** Exercise materials follows **

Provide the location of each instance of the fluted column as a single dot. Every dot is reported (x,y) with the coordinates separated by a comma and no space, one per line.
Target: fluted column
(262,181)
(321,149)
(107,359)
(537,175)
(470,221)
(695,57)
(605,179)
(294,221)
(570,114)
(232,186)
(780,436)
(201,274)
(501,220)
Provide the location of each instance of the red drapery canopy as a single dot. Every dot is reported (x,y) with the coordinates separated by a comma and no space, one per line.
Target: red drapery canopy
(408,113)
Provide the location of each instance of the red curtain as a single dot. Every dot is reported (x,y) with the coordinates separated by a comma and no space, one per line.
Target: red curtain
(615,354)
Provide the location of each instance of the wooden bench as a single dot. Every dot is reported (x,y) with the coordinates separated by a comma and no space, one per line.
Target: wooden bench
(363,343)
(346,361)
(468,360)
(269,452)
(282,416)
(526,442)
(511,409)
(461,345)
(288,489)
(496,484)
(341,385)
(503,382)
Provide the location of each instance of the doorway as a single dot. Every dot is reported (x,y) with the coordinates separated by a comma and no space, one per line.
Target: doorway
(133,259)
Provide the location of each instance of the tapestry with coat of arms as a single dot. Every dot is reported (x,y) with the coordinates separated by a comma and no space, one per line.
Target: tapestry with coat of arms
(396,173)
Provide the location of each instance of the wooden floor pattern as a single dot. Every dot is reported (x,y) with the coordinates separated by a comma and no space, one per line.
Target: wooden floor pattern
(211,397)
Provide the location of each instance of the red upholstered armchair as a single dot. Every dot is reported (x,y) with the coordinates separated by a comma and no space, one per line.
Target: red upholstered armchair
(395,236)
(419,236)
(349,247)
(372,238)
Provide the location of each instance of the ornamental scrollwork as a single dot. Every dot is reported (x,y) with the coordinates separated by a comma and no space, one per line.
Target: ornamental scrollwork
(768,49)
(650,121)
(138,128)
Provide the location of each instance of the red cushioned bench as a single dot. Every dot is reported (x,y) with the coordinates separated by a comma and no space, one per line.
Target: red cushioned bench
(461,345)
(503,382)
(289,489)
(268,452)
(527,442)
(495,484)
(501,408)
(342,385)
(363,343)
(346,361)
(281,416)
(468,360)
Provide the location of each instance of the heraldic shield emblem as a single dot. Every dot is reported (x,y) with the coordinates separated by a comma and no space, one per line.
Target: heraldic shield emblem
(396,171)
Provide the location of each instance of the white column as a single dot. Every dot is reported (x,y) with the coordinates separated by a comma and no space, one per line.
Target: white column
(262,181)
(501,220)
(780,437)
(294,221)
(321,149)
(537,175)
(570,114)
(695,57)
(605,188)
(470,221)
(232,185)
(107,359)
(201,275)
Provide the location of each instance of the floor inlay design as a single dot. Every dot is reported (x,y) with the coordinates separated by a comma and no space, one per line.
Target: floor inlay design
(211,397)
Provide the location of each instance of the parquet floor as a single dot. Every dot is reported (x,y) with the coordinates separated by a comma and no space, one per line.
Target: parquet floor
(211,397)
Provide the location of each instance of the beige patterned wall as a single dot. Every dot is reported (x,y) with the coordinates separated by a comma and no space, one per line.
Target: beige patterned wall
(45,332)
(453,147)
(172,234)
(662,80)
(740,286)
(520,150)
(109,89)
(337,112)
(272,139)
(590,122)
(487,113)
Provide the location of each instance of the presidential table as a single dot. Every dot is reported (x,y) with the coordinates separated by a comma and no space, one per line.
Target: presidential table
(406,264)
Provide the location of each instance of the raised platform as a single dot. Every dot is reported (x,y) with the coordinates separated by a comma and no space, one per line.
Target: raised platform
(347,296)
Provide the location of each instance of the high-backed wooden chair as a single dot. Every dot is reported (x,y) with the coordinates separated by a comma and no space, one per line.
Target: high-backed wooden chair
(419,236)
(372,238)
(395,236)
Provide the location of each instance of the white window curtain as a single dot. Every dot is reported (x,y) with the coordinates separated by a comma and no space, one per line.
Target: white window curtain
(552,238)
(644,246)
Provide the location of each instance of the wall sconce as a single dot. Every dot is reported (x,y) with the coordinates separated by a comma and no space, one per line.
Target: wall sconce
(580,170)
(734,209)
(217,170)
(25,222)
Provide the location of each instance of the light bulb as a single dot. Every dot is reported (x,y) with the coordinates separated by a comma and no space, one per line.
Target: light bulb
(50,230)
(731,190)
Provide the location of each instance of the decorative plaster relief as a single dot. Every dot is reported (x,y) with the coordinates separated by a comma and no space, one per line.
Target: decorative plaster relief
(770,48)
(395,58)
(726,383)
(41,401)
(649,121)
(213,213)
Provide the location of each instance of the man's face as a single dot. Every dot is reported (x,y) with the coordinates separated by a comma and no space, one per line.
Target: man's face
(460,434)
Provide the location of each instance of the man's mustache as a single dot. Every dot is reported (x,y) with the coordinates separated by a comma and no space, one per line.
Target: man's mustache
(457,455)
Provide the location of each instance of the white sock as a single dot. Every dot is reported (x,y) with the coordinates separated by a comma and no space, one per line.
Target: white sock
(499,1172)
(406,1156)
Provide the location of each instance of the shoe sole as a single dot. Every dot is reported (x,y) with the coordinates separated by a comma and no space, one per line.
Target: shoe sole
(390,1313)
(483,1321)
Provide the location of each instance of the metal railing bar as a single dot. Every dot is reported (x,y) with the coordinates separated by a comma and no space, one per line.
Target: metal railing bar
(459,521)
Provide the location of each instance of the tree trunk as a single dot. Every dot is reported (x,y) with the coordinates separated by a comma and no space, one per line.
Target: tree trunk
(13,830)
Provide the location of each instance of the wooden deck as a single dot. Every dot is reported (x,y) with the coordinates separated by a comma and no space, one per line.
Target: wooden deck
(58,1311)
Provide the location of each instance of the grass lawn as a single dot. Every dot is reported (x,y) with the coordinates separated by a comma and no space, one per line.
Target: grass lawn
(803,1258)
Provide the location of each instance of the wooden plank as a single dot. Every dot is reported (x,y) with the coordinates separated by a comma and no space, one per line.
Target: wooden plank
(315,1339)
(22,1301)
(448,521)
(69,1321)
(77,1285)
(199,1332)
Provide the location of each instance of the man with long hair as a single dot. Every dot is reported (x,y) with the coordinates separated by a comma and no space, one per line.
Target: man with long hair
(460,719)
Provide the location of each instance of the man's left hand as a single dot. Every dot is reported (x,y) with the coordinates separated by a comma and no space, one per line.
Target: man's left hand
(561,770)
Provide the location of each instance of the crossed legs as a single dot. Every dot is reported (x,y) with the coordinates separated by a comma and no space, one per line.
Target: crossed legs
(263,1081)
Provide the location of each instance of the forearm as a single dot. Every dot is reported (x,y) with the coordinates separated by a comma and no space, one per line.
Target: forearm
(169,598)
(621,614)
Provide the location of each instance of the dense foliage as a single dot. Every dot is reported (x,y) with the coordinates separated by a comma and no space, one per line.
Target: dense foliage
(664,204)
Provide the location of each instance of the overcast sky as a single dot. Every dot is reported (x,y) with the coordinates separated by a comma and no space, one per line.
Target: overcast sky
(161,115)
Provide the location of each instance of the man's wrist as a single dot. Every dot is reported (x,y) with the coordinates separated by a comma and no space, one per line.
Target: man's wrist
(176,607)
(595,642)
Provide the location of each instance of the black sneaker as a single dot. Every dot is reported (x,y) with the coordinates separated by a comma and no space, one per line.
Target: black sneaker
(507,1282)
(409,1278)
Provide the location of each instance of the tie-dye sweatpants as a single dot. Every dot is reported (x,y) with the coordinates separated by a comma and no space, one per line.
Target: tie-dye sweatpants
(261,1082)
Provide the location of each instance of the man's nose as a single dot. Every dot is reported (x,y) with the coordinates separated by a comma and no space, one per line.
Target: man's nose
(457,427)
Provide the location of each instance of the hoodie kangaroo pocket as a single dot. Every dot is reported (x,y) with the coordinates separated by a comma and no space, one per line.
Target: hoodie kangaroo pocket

** End of Exercise materials **

◆ **Problem to solve**
Collect, from the material above, every line containing the word "kangaroo".

◆ **Solution**
Provide the location of each instance of the hoodie kangaroo pocket as a single dot. Every dot is reported (x,y) with the coordinates separated by a comma and no space, one per line.
Target: hoodie kangaroo pocket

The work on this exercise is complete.